**DATA SUPPLIED**

------------------------------------------------

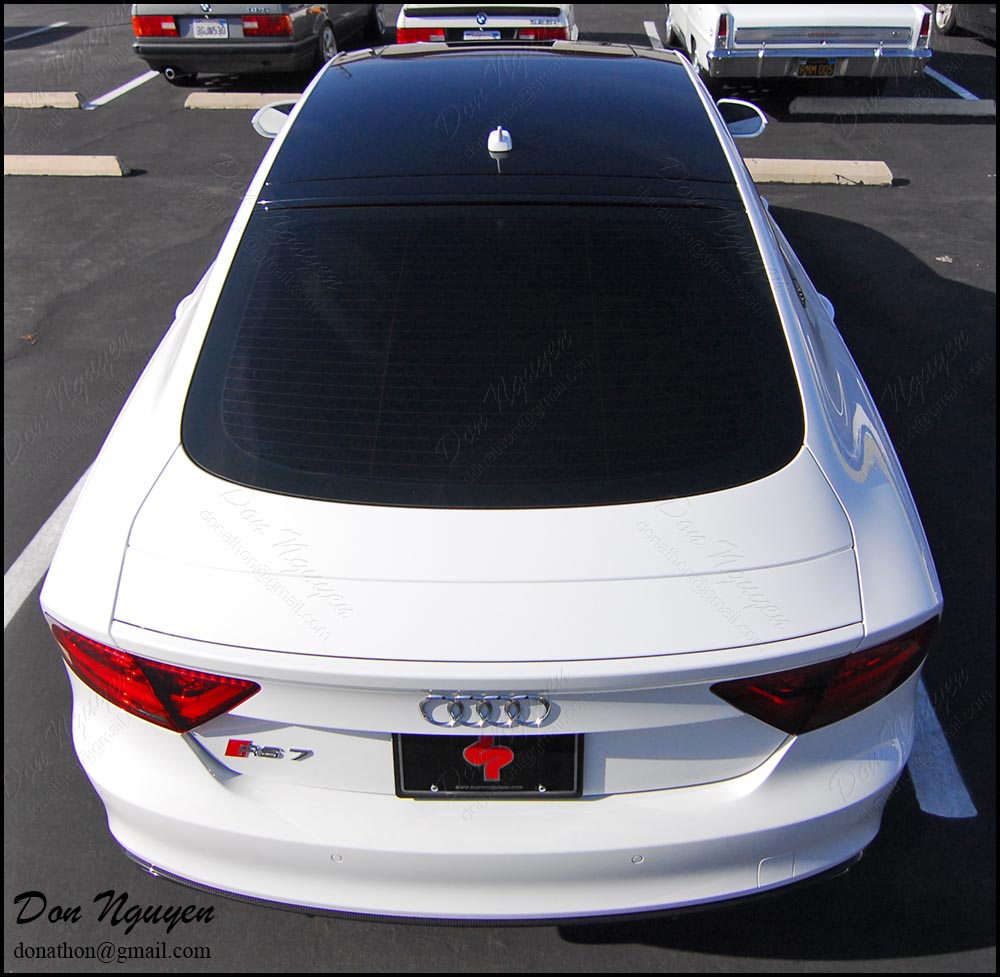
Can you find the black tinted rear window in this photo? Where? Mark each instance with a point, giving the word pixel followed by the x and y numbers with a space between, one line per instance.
pixel 495 356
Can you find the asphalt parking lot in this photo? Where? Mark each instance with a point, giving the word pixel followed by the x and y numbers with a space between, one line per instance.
pixel 93 269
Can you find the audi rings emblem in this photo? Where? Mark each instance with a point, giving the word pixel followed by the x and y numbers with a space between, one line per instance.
pixel 476 711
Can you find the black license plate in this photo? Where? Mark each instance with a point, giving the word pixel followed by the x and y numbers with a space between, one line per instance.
pixel 817 67
pixel 443 767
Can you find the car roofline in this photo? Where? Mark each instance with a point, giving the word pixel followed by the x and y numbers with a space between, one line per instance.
pixel 591 48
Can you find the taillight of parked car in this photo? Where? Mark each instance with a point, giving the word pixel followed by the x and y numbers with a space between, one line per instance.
pixel 175 698
pixel 807 698
pixel 413 35
pixel 267 25
pixel 925 31
pixel 160 26
pixel 542 34
pixel 722 34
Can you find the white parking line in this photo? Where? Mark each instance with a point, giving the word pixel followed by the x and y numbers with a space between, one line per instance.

------------------------------------------------

**EXERCISE INSTRUCTIONS**
Rewrite every line of the records above as a numbered list, skipping any blank lines. Leave the pictures out of your answer.

**RESULT**
1. Can you find the black tinted rear window in this photo? Where? Mark each instance with a point, giving the word pixel followed by the x and y numbers with a space between, one line per instance.
2. pixel 495 356
3. Can you find the asphalt parking lot in this photo? Where? Mark each instance with a point, giving the word pixel followed by the x and y numbers with a space between, one line per instance.
4. pixel 93 269
5. Can you find the audi rings emblem in this photo? Where? Mark each instance with a point, giving the word pixel followed by the x and y numbers with a space between, one line per instance.
6. pixel 476 711
7. Can you find the black license plate in this photo? Where? Mark each instance with a point, giving the word pixel followed by the x and y numbers with a space between, one line per instance.
8. pixel 817 67
9. pixel 443 767
10. Can you find the car roofline in this photo? Where? Mark each instance with a point, giving the word pixel followed by the x and y numbers with a space between, one line per instance.
11. pixel 591 48
12. Can you find the taillight of parked car in this photo? Where? Mark each instance with a point, giving the word pixel followed by the x and y numbers with a space between, one line per instance.
13. pixel 175 698
14. pixel 807 698
15. pixel 413 35
16. pixel 267 25
17. pixel 925 31
18. pixel 160 26
19. pixel 542 34
20. pixel 722 34
21. Can you find the white parking line in this photo? Where? Mark each instance with a point, giving the word pixel followed by the x and y numbers with a space between, one line per instance.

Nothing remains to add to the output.